■ **Приведённый текст**:
**********
В этом огромном роскошном доходном доме Петроградской стороны, на углу Каменноостровского и Большого проспектов, жил поэт Георгий Иванов, когда в его дверь постучал замерзший Осип Мандельштам.
Шел конец 1920 года. Двадцатидевятилетний Осип, с начала Гражданской войны уже успевший поскитаться по России, Украине и Грузии, прибыл, наконец, в Петроград. Здесь, на маленькой кухне, его старый знакомый, двадцатишестилетний Георгий, накормил Мандельштама вяленой воблой и изюмом по академическому пайку и напоил чаем, на что потребовалось спалить два тома какого-то классика.
Поселиться у друга не удалось — оставшийся без Аннушки и бытовых удобств Георгий именно сегодня собрался покинуть этот дом и переехать к матери. Едва переведя дух, Осип отправился искать другое пристанище — комнату в Доме Искусств, где в то время обитало множество его коллег.
«— А бумаги у тебя в порядке?..
— Документы? Ну, конечно, в порядке, — и Мандельштам не без гордости достал из кармана пиджака свой “документ” — удостоверение личности, выданное Феодосийским полицейским управлением при Врангеле на имя сына петроградского фабриканта Осипа Мандельштама, освобожденного по состоянию здоровья от призыва в Белую Армию. Георгий Иванов, ознакомившись с “документом”, только свистнул от удивления.
Мандельштам самодовольно кивнул:
— Сам видишь. Надеюсь, довольно...
— Вполне довольно, — перебил Георгий Иванов, — чтобы сегодня же ночевать на Гороховой, 2 (в 1920 году в здании по адресу Гороховая улица, 2, находилось ленинградское подразделение Всероссийской чрезвычайной комиссии по борьбе с контрреволюцией и саботажем). Разорви скорей, пока никто не видел.
Мандельштам растерялся.
— Как же разорвать? Ведь без документов арестуют. Другого у меня нет.
— Иди к Луначарскому... А этот документ, хоть и жаль, он курьезный, — уничтожь, пока он тебя не подвел.
И Мандельштам, уже не споря, поверив, что “документ” действительно опасный, порвал его, поджег куски спичкой и развеял пепел — чтобы и следов не осталось.
— ...Все, как всегда, устроится к лучшему. Ведь о поэтах, как о пьяницах, Бог всегда особенно заботится и устраивает их дела».
**********
■ **Исходные данные**:
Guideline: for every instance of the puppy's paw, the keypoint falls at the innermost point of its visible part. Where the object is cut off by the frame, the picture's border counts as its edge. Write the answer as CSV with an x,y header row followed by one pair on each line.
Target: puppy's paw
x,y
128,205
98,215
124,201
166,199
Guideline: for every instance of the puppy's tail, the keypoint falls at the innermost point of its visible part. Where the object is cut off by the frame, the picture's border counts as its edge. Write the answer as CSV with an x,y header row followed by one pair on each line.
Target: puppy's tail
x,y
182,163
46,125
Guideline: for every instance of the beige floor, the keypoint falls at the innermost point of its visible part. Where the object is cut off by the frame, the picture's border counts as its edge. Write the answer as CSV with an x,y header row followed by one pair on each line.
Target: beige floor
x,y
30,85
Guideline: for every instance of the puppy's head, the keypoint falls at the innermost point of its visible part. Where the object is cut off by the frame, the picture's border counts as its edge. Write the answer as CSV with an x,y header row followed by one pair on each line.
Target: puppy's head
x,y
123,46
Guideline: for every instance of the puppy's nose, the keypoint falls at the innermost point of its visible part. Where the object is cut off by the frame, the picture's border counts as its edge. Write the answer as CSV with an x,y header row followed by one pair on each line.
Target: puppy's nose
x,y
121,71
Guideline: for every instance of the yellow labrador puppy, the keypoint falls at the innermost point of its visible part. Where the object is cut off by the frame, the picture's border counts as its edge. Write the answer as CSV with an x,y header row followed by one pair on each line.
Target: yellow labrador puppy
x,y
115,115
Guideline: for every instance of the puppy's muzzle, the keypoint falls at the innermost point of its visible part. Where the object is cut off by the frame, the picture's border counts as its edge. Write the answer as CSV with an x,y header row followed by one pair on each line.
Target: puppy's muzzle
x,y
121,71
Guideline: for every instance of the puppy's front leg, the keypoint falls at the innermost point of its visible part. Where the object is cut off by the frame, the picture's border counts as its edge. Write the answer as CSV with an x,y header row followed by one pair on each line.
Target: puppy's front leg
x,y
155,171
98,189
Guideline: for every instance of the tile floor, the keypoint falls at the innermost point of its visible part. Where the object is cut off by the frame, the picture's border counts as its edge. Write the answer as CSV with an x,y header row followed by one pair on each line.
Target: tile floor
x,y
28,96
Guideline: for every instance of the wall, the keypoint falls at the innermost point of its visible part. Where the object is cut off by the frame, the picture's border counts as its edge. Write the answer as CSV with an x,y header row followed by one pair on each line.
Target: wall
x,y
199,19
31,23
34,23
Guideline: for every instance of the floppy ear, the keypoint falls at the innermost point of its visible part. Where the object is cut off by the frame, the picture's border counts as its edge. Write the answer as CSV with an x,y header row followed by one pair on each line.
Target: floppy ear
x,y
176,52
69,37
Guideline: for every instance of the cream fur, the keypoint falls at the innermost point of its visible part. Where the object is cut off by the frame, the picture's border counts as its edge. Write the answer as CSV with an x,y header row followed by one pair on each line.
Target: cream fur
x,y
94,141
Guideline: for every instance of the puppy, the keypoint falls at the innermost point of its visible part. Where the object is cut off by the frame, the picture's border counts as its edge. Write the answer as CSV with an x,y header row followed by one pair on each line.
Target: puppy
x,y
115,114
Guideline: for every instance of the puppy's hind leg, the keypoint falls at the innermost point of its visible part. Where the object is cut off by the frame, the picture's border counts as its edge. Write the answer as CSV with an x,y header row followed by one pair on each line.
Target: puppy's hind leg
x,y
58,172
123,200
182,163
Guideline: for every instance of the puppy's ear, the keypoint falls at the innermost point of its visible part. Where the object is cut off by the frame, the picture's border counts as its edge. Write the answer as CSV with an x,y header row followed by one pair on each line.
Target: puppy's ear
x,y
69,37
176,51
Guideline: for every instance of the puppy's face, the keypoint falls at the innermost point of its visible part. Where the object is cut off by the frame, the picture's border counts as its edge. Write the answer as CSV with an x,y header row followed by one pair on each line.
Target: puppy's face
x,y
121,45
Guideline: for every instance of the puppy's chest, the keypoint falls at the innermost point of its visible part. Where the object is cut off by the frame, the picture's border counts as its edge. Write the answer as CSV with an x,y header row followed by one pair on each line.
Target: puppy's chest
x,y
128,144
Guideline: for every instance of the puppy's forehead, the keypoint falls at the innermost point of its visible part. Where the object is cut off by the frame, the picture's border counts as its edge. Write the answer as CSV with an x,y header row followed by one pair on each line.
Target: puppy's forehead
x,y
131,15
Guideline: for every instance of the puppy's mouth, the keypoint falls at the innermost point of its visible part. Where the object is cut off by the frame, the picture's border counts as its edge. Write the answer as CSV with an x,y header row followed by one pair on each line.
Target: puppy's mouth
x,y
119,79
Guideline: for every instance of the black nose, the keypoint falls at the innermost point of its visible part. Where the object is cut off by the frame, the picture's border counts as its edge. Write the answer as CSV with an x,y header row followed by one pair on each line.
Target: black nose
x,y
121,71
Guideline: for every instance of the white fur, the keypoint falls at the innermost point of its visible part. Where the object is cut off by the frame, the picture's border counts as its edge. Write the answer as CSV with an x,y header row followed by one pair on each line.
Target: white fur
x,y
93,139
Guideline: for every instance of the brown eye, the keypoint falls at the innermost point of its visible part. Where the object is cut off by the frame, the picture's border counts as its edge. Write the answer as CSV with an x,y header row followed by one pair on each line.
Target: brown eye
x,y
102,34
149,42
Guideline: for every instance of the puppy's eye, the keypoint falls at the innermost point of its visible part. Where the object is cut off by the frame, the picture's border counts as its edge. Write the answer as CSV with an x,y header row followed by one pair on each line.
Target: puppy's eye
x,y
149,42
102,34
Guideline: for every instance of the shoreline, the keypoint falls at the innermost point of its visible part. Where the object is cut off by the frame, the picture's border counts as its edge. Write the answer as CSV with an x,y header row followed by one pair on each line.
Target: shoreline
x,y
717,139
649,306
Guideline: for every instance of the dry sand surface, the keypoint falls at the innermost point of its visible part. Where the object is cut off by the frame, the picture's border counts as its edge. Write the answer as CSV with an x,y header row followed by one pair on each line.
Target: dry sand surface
**********
■ **Задания**:
a – Ответьте по тексту о Мандельштаме и Георгии Иванове на вопросы:
(i) Сколько лет было Георгию Иванову, когда к нему пришел Мандельштам?
(ii) Что пришлось спалить, чтобы напоить гостя чаем?
(iii) Каким учреждением было выдано удостоверение личности Мандельштама?
b – Почему, согласно тексту о Мандельштаме и Георгии Иванове, Иванов велел другу немедленно разорвать его «документ»? Ответьте в одном–трех предложениях.

■ **Список ответов**:
a –
(i) Двадцать шесть лет.
(ii) Два тома какого-то классика.
(iii) Феодосийским полицейским управлением при Врангеле.

b – Удостоверение, выданное Феодосийским полицейским управлением при Врангеле, сообщало об освобождении Мандельштама по здоровью от призыва в Белую армию. По словам Иванова, этого было вполне довольно, чтобы в тот же день ночевать на Гороховой, 2, где тогда находилось ленинградское подразделение Всероссийской чрезвычайной комиссии. Поэтому бумагу следовало уничтожить, пока она его не подвела.